§ Supplied text:
════════
Higher Education Grants of Interest to African Americans

money-bag-2Here is this week’s news of grants to historically Black colleges and universities or for programs of particular interest to African Americans in higher education.

Alabama State University, the historically Black educational institution in Montgomery, received a four-year, $578,224 grant from the National Institutes of Health to conduct research on prostate and colorectal cancer.

The University of North Carolina at Chapel Hill received a $1.5 million grant from the National Institutes of Health to train faculty members at the University of Witwatersrand in South Africa in HIV/AIDS research techniques.

The University of Cincinnati received a $500,000 gift from Peter Stern, the former chair of the department of orthopaedic surgery at the university’s medical school, to establish a diversity scholarship program to attract students from underrepresented minority groups to the medical school.

Arizona State University received a $237,000 grant from the National Science Foundation for programs to attract students from underrepresented minority groups to its Center for Nanotechnology in Society. The program will target undergraduate students for summer programs in order to increase their interest in pursuing graduate study in nanotechnology.

Historically Black Fayetteville State University in North Carolina received a $749,994 grant from the U.S. Department of Education for programs to broaden the participation of students with disabilities in STEM fields.

The Morehouse School of Medicine, a historically Black educational institution in Atlanta, received a five-year, $4.5 million grant from the Centers for Disease Control and Prevention to continue funding for the school’s Prevention Research Center. The center, which has been continually funded by the CDC since 1998, address chronic health problems and racial disparities in health care.
════════
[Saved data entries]
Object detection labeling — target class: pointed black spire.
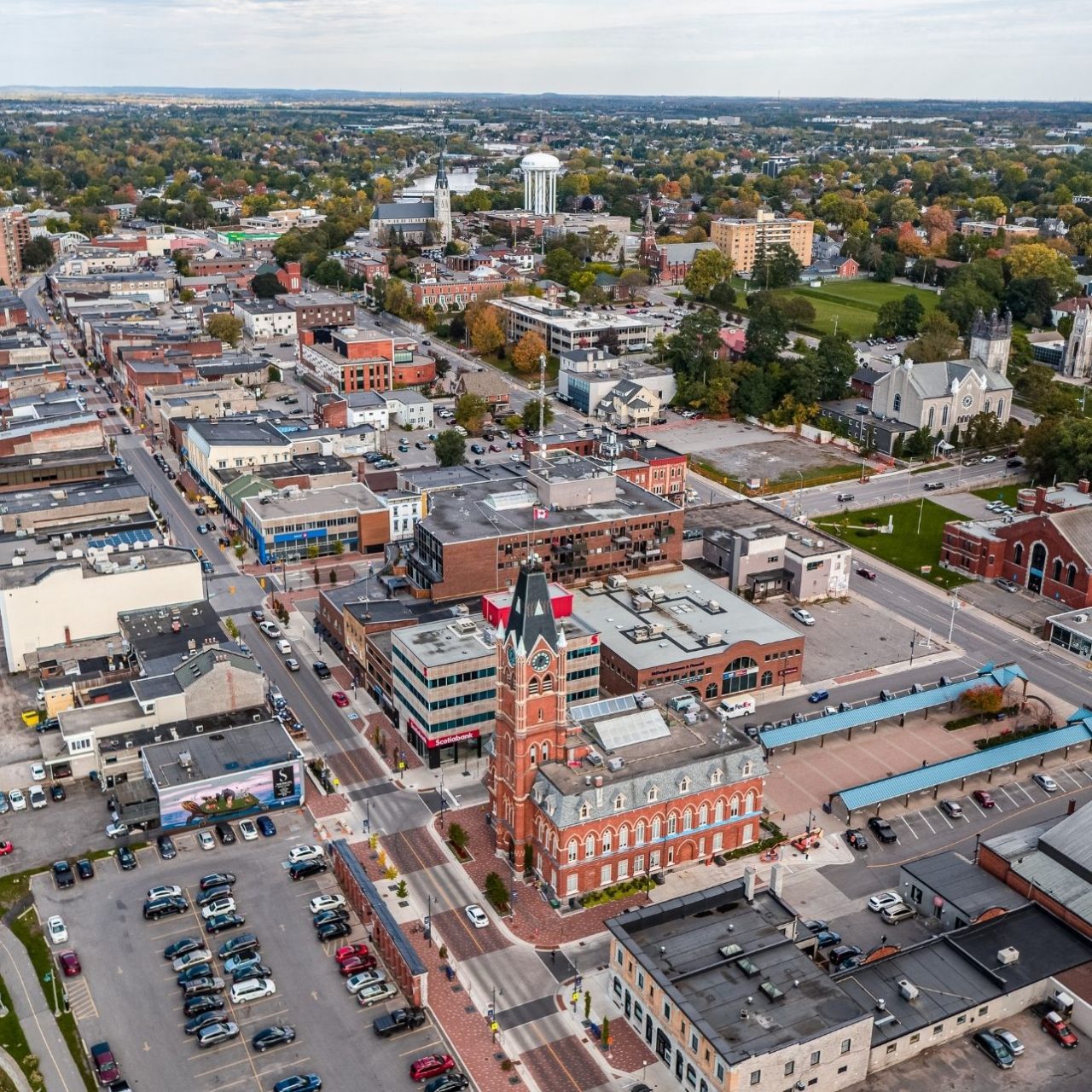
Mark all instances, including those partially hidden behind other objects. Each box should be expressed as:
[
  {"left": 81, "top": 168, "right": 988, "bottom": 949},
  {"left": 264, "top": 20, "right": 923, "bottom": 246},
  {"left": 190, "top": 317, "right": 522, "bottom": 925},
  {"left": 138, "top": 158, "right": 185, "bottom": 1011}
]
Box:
[{"left": 504, "top": 561, "right": 559, "bottom": 654}]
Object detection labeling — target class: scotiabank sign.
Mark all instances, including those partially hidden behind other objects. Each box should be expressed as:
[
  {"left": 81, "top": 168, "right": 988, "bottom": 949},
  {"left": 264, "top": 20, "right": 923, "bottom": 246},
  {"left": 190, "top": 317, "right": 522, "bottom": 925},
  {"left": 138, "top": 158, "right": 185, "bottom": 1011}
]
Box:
[{"left": 406, "top": 717, "right": 480, "bottom": 747}]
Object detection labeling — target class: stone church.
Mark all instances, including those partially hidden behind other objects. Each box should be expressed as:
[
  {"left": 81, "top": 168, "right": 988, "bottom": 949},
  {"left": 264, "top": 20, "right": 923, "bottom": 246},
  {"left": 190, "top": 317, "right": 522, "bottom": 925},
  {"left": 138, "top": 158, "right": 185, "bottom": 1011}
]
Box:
[{"left": 871, "top": 311, "right": 1013, "bottom": 438}]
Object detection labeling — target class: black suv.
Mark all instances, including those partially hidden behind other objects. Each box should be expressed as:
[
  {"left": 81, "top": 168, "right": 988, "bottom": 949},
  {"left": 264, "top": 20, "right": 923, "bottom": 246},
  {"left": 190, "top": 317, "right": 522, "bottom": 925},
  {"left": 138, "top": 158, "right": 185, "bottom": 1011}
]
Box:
[{"left": 288, "top": 859, "right": 327, "bottom": 880}]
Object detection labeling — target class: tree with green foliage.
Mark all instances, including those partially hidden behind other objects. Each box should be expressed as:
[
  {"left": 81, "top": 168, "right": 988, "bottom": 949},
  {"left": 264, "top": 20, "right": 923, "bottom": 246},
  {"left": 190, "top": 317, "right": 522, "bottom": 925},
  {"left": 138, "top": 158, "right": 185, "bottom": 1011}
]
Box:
[
  {"left": 456, "top": 392, "right": 489, "bottom": 433},
  {"left": 522, "top": 398, "right": 554, "bottom": 433},
  {"left": 667, "top": 307, "right": 721, "bottom": 382},
  {"left": 22, "top": 235, "right": 57, "bottom": 270},
  {"left": 206, "top": 313, "right": 242, "bottom": 348},
  {"left": 433, "top": 428, "right": 467, "bottom": 467},
  {"left": 742, "top": 292, "right": 788, "bottom": 365},
  {"left": 682, "top": 247, "right": 732, "bottom": 299},
  {"left": 250, "top": 273, "right": 284, "bottom": 299}
]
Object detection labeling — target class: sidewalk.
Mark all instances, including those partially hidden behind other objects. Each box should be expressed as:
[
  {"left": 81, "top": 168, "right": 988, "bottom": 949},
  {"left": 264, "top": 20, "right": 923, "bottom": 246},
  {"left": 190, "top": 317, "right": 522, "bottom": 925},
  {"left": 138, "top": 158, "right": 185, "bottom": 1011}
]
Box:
[{"left": 0, "top": 928, "right": 86, "bottom": 1092}]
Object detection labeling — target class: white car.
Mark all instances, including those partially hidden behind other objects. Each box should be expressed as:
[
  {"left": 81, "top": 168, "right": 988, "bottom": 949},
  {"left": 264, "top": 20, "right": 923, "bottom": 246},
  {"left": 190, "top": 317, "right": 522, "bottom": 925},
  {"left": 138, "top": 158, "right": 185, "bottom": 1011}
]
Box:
[
  {"left": 311, "top": 894, "right": 345, "bottom": 914},
  {"left": 201, "top": 898, "right": 235, "bottom": 921},
  {"left": 345, "top": 971, "right": 386, "bottom": 994},
  {"left": 231, "top": 979, "right": 276, "bottom": 1005},
  {"left": 868, "top": 891, "right": 902, "bottom": 914},
  {"left": 148, "top": 884, "right": 183, "bottom": 898},
  {"left": 46, "top": 914, "right": 67, "bottom": 944}
]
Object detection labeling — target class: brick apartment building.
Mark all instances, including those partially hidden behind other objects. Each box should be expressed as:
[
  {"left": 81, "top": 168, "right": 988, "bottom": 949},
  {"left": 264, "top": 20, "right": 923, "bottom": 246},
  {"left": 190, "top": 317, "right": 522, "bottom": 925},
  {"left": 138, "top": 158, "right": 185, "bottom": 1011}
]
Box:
[{"left": 940, "top": 479, "right": 1092, "bottom": 611}]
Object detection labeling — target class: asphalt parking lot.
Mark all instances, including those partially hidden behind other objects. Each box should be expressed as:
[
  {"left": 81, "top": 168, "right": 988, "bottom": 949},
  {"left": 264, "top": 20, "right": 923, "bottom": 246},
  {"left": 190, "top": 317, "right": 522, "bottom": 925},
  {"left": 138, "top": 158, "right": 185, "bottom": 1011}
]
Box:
[{"left": 32, "top": 812, "right": 447, "bottom": 1092}]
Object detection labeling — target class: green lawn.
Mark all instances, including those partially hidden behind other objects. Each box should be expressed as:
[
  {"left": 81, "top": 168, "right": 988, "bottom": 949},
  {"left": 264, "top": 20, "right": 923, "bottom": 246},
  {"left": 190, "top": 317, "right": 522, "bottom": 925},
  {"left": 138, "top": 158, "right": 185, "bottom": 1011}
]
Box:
[{"left": 816, "top": 498, "right": 970, "bottom": 588}]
════════
§ What to work on:
1 – Answer these questions using the grants roundup.
(a) How much did Alabama State University receive from the National Institutes of Health, and over how many years?
(b) Who gave the University of Cincinnati its $500,000 gift?
(c) Which agency awarded Fayetteville State University its $749,994 grant?
2 – Transcribe the grants roundup from "The University of North" up to and including "HIV/AIDS research techniques.".

§ Solutions by task:
1 –
(a) $578,224 over four years.
(b) Peter Stern, the former chair of the department of orthopaedic surgery at the university's medical school.
(c) The U.S. Department of Education.

2 –
The University of North Carolina at Chapel Hill received a $1.5 million grant from the National Institutes of Health to train faculty members at the University of Witwatersrand in South Africa in HIV/AIDS research techniques.